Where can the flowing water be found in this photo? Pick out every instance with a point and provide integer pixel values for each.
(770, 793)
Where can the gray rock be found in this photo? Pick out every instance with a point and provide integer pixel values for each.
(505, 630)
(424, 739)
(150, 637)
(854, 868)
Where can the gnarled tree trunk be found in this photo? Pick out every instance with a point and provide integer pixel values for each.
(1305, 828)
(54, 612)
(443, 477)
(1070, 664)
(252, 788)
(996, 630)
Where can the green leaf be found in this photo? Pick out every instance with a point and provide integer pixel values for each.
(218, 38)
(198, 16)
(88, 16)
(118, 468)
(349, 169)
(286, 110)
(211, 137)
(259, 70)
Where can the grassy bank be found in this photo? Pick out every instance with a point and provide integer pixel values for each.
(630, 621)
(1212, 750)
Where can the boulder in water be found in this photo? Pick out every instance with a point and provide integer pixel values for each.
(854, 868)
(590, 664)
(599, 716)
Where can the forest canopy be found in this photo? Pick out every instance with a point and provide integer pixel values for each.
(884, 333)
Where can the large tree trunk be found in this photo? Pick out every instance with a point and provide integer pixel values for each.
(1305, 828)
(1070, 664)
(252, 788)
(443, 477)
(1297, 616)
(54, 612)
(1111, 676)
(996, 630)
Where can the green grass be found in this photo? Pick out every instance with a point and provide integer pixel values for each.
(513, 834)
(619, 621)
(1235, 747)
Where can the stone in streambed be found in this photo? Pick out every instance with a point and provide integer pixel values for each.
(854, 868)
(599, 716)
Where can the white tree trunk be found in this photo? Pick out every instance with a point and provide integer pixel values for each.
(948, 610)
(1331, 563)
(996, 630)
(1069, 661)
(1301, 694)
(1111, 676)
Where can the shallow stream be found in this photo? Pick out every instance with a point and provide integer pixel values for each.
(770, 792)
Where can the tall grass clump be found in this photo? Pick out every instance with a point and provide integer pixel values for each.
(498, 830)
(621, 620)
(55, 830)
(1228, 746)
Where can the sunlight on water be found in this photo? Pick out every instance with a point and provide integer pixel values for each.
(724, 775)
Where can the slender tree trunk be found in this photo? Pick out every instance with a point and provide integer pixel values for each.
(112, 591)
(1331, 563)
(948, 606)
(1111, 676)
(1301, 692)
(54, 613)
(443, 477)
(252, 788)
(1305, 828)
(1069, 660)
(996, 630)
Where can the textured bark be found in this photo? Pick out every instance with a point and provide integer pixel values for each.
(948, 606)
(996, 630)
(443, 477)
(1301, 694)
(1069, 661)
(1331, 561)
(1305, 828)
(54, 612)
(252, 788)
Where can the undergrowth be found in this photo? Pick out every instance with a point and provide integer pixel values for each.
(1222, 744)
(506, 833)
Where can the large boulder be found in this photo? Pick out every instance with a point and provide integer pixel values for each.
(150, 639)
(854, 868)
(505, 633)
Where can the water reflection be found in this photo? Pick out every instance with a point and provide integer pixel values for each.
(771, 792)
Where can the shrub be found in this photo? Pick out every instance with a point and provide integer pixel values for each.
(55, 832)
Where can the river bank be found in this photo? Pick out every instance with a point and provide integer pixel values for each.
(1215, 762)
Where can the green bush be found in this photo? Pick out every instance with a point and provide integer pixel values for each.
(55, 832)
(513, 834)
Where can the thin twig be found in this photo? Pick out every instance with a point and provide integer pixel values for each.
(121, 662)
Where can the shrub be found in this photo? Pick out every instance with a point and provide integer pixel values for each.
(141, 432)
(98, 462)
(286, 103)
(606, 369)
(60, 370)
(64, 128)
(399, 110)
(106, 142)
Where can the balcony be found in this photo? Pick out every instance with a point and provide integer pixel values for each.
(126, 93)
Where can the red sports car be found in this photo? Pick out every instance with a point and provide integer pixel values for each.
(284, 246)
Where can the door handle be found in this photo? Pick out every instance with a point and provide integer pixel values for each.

------------

→ The request: Rewrite all of the entries above with "photo" changed to "image" wherever it occurs, keeping everything else the same.

→ Task response:
Where can the flowing water be found in this image? Pick out every instance with a point and provide integer pixel values for each.
(770, 793)
Where can the gray rock be found in this image? Pick out every instance with a point and provide integer pixel values for each.
(505, 630)
(424, 739)
(150, 637)
(854, 868)
Where can the gnarled tree trunk be found in this image? Pick out every instance with a point and provide integer pixel values for each.
(1305, 828)
(54, 612)
(443, 477)
(1070, 664)
(252, 788)
(996, 630)
Where can the green leaf be found in this image? Pick out every instance with a point and provide integer pixel values for each.
(218, 38)
(198, 16)
(88, 16)
(118, 468)
(349, 169)
(286, 110)
(211, 137)
(259, 70)
Where can the grassy bank be found in this image? Pick out every instance with a point and provide integer pixel values for each.
(630, 621)
(1212, 750)
Where can the boulder in water be found in this image? Pick out every instance with a point and provide integer pixel values for each.
(854, 868)
(590, 664)
(599, 716)
Where can the forest canopy be found in this image? Pick out every instance with a point and provide integer pixel values for each.
(884, 333)
Where can the large tree trunk be found in this image? Pick out every instance with a point and provide integer pixel values for each.
(1305, 828)
(1070, 664)
(252, 788)
(443, 477)
(1297, 616)
(54, 612)
(1111, 676)
(996, 630)
Where can the green grass be found in this image? Pick out every instance with a point and provide integer pixel values for each.
(513, 834)
(619, 621)
(1235, 747)
Where can the stone in streambed be found in this image? Pick out every instance with a point and provide integer pixel values for each.
(854, 868)
(599, 716)
Where can the white tree trunk be found in this image? Pick out every instance with a point and provide integer pixel values for each.
(948, 610)
(1331, 563)
(996, 630)
(1069, 661)
(1301, 694)
(1111, 676)
Where can the shallow stream be found in this image? Pick out every instance with a point and provide integer pixel values for each.
(770, 792)
Where can the tall grass clump be found in this image? Pick out every instance with a point and provide integer pixel values for each.
(498, 830)
(621, 620)
(55, 830)
(1228, 746)
Where can the sunlight on water be found in this image? Pick out every instance with a point and provide integer pixel values for each.
(724, 775)
Where can the slender tree trunk be found in this image? Pick out every instance with a point and provide integer pixel values for each.
(112, 591)
(1331, 563)
(948, 606)
(1111, 676)
(1301, 692)
(54, 613)
(443, 477)
(252, 788)
(1305, 828)
(1069, 660)
(996, 630)
Where can the textured bark be found in this image? Pick out every instance with a point and provide integer pixel values for each.
(948, 606)
(996, 630)
(443, 477)
(1301, 694)
(1069, 661)
(1331, 561)
(1305, 828)
(54, 612)
(252, 788)
Where can the undergrowth be found in this image? Pick out every instance with a point and provide integer pixel values for each.
(1222, 744)
(506, 833)
Where can the large boulder be found in this image? Pick out every instance with a point and provide integer pixel values for each.
(150, 639)
(854, 868)
(505, 633)
Where can the water reflection be found in this image? Pick out every instance with a point and provide integer pixel values for each.
(771, 792)
Where can the shrub be found in this image? Pick out every instance with a point and provide integer pixel values for each.
(55, 832)
Where can the river bank be found in this image? Pick out every instance with a point and provide integer pixel values for each.
(1215, 762)
Where can the green bush be found in this image? Pick out every instance with a point and provide integer pixel values for each.
(55, 832)
(513, 834)
Where can the thin twig be found in this image? Pick out every instance with a point and provide integer pixel values for each.
(121, 662)
Where can the shrub be found in this image? Pick out every instance with a point and provide integer pixel values for each.
(141, 432)
(98, 462)
(286, 103)
(606, 369)
(60, 370)
(64, 128)
(399, 110)
(106, 142)
Where can the balcony be found in this image? Pick out every instance with a point and provide integer pixel values for each.
(126, 93)
Where can the red sports car be found in this image? Pick out every instance with a point and provide integer pixel values for each.
(284, 246)
Where can the door handle be found in this image? Pick out every instance with a point and provide integer pixel values for each.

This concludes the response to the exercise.